● **Aufgabe 1**: Nenne alle Personen, die in der Rezension zu „Dolfi und Marilyn“ ab dem Satz „Den Plot hatte ich sofort ins Herz geschlossen“ mit Namen vorkommen.
● **Aufgabe 2**:
Beantworte anhand der Rezension zu „Dolfi und Marilyn“ die folgenden Fragen.
(a) In welchem Jahr treffen Adolf Hitler und Marilyn Monroe als Klone in Paris aufeinander?
(b) An welcher Universität lehrt Monsieur Mercier?
(c) Welche Klasse hat Bruno soeben übersprungen?
● **Aufgabe 3**: Führe die Rezension zu „Dolfi und Marilyn“ im Anschluss an ihren letzten Satz weiter.

● **Textauszug**:

——————

Rezension

Spannende Idee, nicht überzeugend umgesetzt.

Dolfi und Marilyn - François Saintonge

Dolfi und Marilyn
von François Saintonge

Wenn der Führer die Hecke schneidet.

Den Plot hatte ich sofort ins Herz geschlossen: Was für eine absurde Idee, Adolf Hitler und Marilyn Monroe als Klone im Jahr 2060 in Paris aufeinandertreffen zu lassen. Es war klar für mich – das würde entweder grandios grotesk oder unterirdisch schlecht werden. Dass es vielleicht einfach nur so lala werden könnte, damit hatte ich nicht gerechnet.

Aber der Reihe nach: Nicht nur der Rückseitentext des Buches machte mich neugierig, auch das Cover mit den vielen Adolf-Hitler- und Marilyn-Monroe-Klonen, die sich bei genauem Hinschauen doch alle ein klein wenig voneinander unterscheiden, tat sein Übriges dazu, dass ich dieses Buch lesen wollte.

Der Beginn ist durchaus vielversprechend. Wir befinden uns, wie eingangs erwähnt, im Paris der 2060er-Jahre. Monsieur Mercier, Universitätsprofessor für Geschichte an der hoch angesehenen Sorbonne, kommt eines Tages nach Hause und findet seinen Sohn Bruno – ein intelligentes Bürschchen, das soeben die 5. Klasse übersprungen hat – zusammen mit Adolf Hitler einträchtig in Brunos Zimmer sitzen.

——————

Einträge zur Punktplatzierung
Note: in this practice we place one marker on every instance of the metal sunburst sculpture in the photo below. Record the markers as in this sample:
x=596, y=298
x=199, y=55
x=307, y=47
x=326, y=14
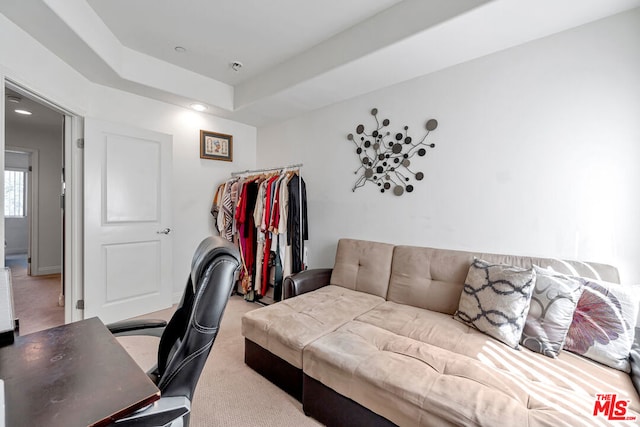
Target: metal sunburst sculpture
x=385, y=159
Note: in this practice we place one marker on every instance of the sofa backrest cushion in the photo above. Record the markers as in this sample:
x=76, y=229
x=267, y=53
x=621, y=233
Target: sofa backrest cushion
x=363, y=266
x=433, y=278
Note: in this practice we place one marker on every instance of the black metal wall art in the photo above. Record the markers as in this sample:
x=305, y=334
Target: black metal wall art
x=386, y=158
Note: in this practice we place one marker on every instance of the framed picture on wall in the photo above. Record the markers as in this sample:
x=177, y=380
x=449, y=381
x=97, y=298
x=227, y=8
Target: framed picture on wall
x=216, y=146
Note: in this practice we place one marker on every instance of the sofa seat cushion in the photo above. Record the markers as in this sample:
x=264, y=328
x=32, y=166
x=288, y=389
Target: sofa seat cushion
x=415, y=383
x=286, y=327
x=569, y=372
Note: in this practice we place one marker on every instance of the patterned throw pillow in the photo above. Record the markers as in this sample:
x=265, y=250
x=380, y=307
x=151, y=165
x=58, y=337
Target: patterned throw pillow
x=603, y=325
x=495, y=300
x=550, y=315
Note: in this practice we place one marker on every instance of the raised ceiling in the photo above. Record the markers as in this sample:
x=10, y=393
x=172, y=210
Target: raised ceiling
x=297, y=55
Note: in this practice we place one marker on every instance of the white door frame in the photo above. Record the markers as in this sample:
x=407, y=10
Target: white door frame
x=73, y=203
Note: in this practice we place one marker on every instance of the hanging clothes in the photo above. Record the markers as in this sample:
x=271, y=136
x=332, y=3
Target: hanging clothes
x=297, y=228
x=260, y=214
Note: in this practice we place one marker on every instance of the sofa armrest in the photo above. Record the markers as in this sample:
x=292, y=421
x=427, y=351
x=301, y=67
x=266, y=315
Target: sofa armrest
x=305, y=281
x=635, y=362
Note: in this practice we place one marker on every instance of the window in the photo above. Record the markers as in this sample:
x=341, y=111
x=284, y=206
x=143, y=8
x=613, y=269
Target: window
x=14, y=193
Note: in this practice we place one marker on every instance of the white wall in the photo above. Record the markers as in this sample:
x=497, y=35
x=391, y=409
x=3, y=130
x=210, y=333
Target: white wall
x=25, y=61
x=194, y=179
x=16, y=229
x=537, y=153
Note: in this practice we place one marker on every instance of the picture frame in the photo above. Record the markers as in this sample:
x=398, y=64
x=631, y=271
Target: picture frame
x=216, y=146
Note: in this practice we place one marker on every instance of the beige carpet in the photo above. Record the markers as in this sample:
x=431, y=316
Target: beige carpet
x=229, y=393
x=35, y=298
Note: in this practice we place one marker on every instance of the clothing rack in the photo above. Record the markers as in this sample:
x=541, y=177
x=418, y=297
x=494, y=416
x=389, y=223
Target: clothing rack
x=248, y=171
x=282, y=169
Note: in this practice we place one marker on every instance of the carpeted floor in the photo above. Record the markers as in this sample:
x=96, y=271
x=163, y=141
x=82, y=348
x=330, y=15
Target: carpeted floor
x=229, y=393
x=35, y=298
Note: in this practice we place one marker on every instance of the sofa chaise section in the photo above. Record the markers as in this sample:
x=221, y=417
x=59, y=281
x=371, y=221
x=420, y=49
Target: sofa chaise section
x=275, y=336
x=405, y=360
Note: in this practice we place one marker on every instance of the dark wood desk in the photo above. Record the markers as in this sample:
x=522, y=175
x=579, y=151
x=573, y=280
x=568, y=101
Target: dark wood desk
x=71, y=375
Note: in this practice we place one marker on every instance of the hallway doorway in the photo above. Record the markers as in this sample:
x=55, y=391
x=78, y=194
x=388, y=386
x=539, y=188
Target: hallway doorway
x=33, y=210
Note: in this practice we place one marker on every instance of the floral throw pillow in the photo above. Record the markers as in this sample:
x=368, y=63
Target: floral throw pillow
x=495, y=300
x=550, y=315
x=603, y=325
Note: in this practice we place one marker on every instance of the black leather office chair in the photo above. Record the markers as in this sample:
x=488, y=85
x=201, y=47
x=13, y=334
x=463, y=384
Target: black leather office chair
x=185, y=342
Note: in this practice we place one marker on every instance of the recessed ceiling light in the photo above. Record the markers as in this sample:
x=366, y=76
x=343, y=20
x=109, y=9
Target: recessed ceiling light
x=198, y=107
x=236, y=65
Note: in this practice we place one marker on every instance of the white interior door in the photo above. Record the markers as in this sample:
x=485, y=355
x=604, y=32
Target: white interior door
x=127, y=223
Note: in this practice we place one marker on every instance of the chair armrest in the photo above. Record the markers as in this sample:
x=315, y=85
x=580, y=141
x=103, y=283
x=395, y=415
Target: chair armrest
x=152, y=327
x=305, y=281
x=634, y=358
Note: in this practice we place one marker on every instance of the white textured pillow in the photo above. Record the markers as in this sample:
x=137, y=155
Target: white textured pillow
x=603, y=325
x=495, y=300
x=553, y=303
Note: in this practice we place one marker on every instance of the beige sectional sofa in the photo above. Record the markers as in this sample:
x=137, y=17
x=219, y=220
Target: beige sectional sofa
x=373, y=341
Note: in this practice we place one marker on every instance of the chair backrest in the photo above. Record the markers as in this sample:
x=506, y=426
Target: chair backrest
x=189, y=335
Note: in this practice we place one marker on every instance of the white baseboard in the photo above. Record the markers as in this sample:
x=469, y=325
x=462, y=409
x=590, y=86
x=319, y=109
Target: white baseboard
x=43, y=271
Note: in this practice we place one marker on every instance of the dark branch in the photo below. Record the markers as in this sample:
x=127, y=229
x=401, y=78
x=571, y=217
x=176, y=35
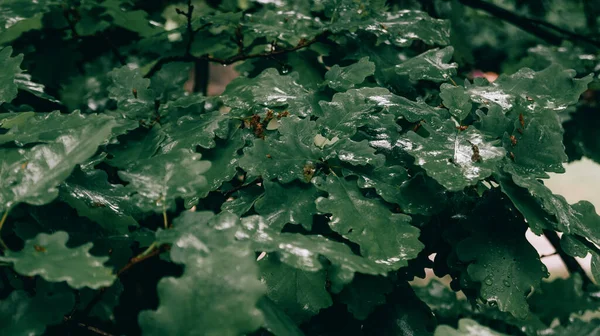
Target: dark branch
x=190, y=31
x=542, y=29
x=231, y=191
x=134, y=261
x=228, y=61
x=572, y=265
x=112, y=46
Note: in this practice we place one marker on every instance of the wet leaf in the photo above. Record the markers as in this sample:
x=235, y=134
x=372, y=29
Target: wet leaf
x=49, y=257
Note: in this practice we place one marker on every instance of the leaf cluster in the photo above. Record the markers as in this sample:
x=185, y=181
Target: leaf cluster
x=350, y=156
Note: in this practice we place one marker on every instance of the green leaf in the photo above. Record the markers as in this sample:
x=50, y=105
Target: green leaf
x=139, y=145
x=399, y=28
x=224, y=160
x=412, y=111
x=466, y=327
x=219, y=289
x=456, y=100
x=269, y=89
x=12, y=67
x=197, y=130
x=441, y=299
x=404, y=314
x=549, y=302
x=576, y=327
x=298, y=198
x=385, y=238
x=20, y=16
x=354, y=153
x=104, y=309
x=494, y=123
x=33, y=175
x=94, y=197
x=386, y=180
x=22, y=315
x=49, y=257
x=132, y=93
x=545, y=210
x=300, y=294
x=422, y=195
x=456, y=159
x=501, y=258
x=344, y=78
x=284, y=158
x=347, y=111
x=276, y=321
x=538, y=147
x=159, y=180
x=305, y=252
x=132, y=20
x=364, y=294
x=431, y=65
x=281, y=26
x=25, y=83
x=243, y=200
x=552, y=88
x=48, y=127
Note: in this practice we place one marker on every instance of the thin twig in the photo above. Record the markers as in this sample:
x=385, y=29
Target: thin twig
x=227, y=61
x=231, y=191
x=76, y=35
x=190, y=31
x=542, y=29
x=134, y=261
x=95, y=330
x=165, y=220
x=572, y=265
x=2, y=244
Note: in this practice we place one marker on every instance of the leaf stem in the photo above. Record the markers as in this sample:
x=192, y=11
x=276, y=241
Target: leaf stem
x=571, y=263
x=239, y=57
x=2, y=244
x=165, y=220
x=542, y=29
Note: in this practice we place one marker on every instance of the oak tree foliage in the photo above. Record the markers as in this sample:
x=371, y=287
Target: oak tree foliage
x=363, y=143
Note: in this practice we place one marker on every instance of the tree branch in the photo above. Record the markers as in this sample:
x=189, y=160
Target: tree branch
x=238, y=57
x=542, y=29
x=112, y=46
x=571, y=263
x=134, y=261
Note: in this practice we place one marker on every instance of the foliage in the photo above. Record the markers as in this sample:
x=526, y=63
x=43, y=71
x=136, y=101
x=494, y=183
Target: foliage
x=357, y=143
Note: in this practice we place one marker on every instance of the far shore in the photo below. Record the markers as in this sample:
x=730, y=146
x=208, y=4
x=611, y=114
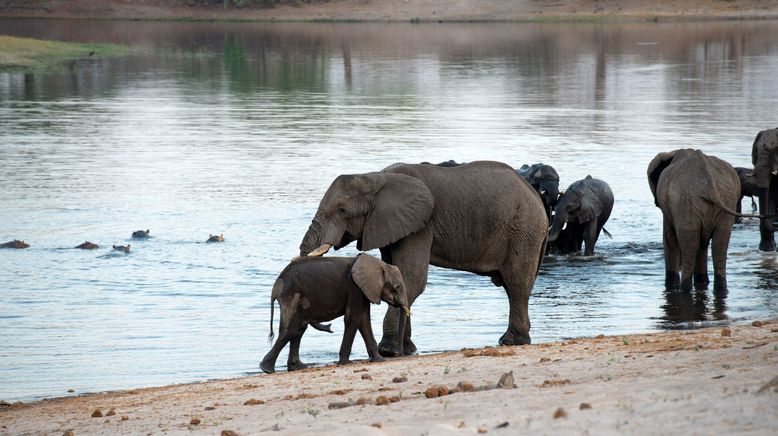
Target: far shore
x=417, y=11
x=718, y=380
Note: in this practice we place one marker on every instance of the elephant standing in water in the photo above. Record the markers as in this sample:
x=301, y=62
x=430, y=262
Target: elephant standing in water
x=545, y=180
x=581, y=212
x=697, y=194
x=480, y=217
x=764, y=155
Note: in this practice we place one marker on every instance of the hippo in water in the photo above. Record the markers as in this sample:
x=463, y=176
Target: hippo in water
x=15, y=244
x=140, y=234
x=215, y=238
x=122, y=248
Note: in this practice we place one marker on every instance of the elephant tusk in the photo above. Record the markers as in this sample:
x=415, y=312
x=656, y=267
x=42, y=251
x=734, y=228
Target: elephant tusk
x=321, y=250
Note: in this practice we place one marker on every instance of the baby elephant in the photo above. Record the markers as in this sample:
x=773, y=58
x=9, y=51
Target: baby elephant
x=311, y=290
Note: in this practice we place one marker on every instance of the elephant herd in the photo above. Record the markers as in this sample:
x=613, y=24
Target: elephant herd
x=487, y=218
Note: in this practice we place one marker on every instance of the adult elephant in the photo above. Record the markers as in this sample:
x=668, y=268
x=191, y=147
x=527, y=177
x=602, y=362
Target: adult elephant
x=545, y=180
x=764, y=156
x=581, y=212
x=697, y=194
x=479, y=217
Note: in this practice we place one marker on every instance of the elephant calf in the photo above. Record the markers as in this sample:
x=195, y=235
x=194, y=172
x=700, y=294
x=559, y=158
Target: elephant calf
x=580, y=215
x=697, y=194
x=312, y=290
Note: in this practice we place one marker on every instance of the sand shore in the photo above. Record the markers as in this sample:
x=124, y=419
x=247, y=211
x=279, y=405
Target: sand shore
x=395, y=10
x=707, y=381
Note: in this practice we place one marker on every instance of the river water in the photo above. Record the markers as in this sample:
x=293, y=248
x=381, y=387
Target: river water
x=240, y=128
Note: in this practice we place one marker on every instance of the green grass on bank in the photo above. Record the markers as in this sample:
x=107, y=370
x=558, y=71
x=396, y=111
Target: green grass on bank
x=26, y=54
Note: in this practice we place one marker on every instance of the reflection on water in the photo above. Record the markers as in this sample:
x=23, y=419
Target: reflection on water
x=239, y=129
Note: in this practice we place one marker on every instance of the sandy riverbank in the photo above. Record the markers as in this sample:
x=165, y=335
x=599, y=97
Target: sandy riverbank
x=707, y=381
x=395, y=10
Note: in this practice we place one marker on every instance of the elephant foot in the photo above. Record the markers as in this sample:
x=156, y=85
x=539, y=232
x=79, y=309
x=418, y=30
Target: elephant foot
x=672, y=281
x=513, y=337
x=719, y=283
x=409, y=348
x=389, y=347
x=267, y=367
x=767, y=245
x=296, y=366
x=701, y=281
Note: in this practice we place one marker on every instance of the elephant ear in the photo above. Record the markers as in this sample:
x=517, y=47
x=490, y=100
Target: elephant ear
x=655, y=168
x=591, y=207
x=369, y=276
x=402, y=206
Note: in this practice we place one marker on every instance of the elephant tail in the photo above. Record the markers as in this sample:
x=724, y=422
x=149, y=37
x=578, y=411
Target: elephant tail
x=277, y=287
x=321, y=327
x=722, y=206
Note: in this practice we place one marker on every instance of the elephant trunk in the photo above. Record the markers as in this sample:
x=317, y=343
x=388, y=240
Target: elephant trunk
x=559, y=223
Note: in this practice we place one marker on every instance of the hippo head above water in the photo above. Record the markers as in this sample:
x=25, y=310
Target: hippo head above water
x=15, y=244
x=215, y=238
x=141, y=234
x=122, y=248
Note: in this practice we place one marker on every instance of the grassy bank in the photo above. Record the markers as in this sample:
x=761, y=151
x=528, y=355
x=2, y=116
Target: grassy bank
x=26, y=54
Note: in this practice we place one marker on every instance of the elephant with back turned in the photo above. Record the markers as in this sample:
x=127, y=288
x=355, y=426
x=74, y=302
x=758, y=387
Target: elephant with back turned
x=697, y=194
x=545, y=180
x=580, y=215
x=764, y=156
x=480, y=217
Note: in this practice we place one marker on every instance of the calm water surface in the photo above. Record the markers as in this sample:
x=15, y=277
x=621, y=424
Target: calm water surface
x=240, y=128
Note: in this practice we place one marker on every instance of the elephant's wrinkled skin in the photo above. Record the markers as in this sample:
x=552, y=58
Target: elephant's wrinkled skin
x=764, y=156
x=697, y=194
x=545, y=180
x=748, y=188
x=584, y=208
x=480, y=217
x=312, y=290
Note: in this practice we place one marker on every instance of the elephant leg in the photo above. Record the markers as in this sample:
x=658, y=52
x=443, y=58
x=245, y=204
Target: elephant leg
x=366, y=330
x=766, y=228
x=293, y=363
x=285, y=335
x=672, y=255
x=351, y=324
x=701, y=267
x=689, y=243
x=412, y=256
x=590, y=234
x=721, y=237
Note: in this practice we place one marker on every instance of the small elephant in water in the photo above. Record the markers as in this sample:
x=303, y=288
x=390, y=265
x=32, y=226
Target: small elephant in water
x=140, y=234
x=311, y=290
x=580, y=215
x=764, y=156
x=122, y=248
x=545, y=180
x=215, y=238
x=15, y=244
x=748, y=188
x=697, y=194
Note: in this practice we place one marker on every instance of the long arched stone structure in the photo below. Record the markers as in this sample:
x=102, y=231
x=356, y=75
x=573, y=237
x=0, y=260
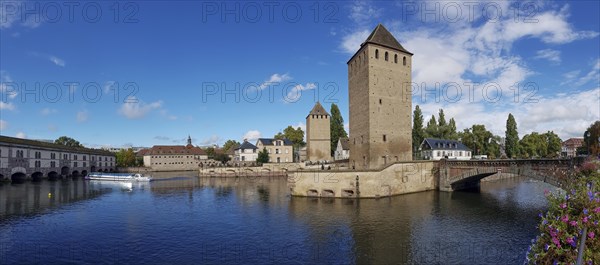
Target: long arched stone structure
x=457, y=175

——————

● **Antwort 1**: Adolf Hitler, Marilyn Monroe, Monsieur Mercier, Bruno

● **Antwort 2**:
(a) Im Jahr 2060
(b) An der Sorbonne
(c) Die 5. Klasse

● **Antwort 3**:
Merciers Exfrau hatte den Klon als Hauptgewinn einer Supermarkttombola gewonnen. Menschliche Klone sind im Jahr 2060 zwar noch nicht alltäglich, stellen aber doch auch keine Seltenheit mehr dar. Als Geschenk für ihren Sohn ließ sie den Klon direkt an die Adresse ihres Exmannes liefern – ohne jedoch zu ahnen, um was für einen Klon genau es sich handelt … Und nun steht der Geschichtsprofessor mit Schwerpunkt Zweiter Weltkrieg vor der haargenauen Replik des Mannes, über den er jeden Tag in seinen Vorlesungen doziert, und der so viel Elend über die Menschheit gebracht hat. Aber dieser hier hat keinen Schnauzer, registriert Mercier sofort messerscharf.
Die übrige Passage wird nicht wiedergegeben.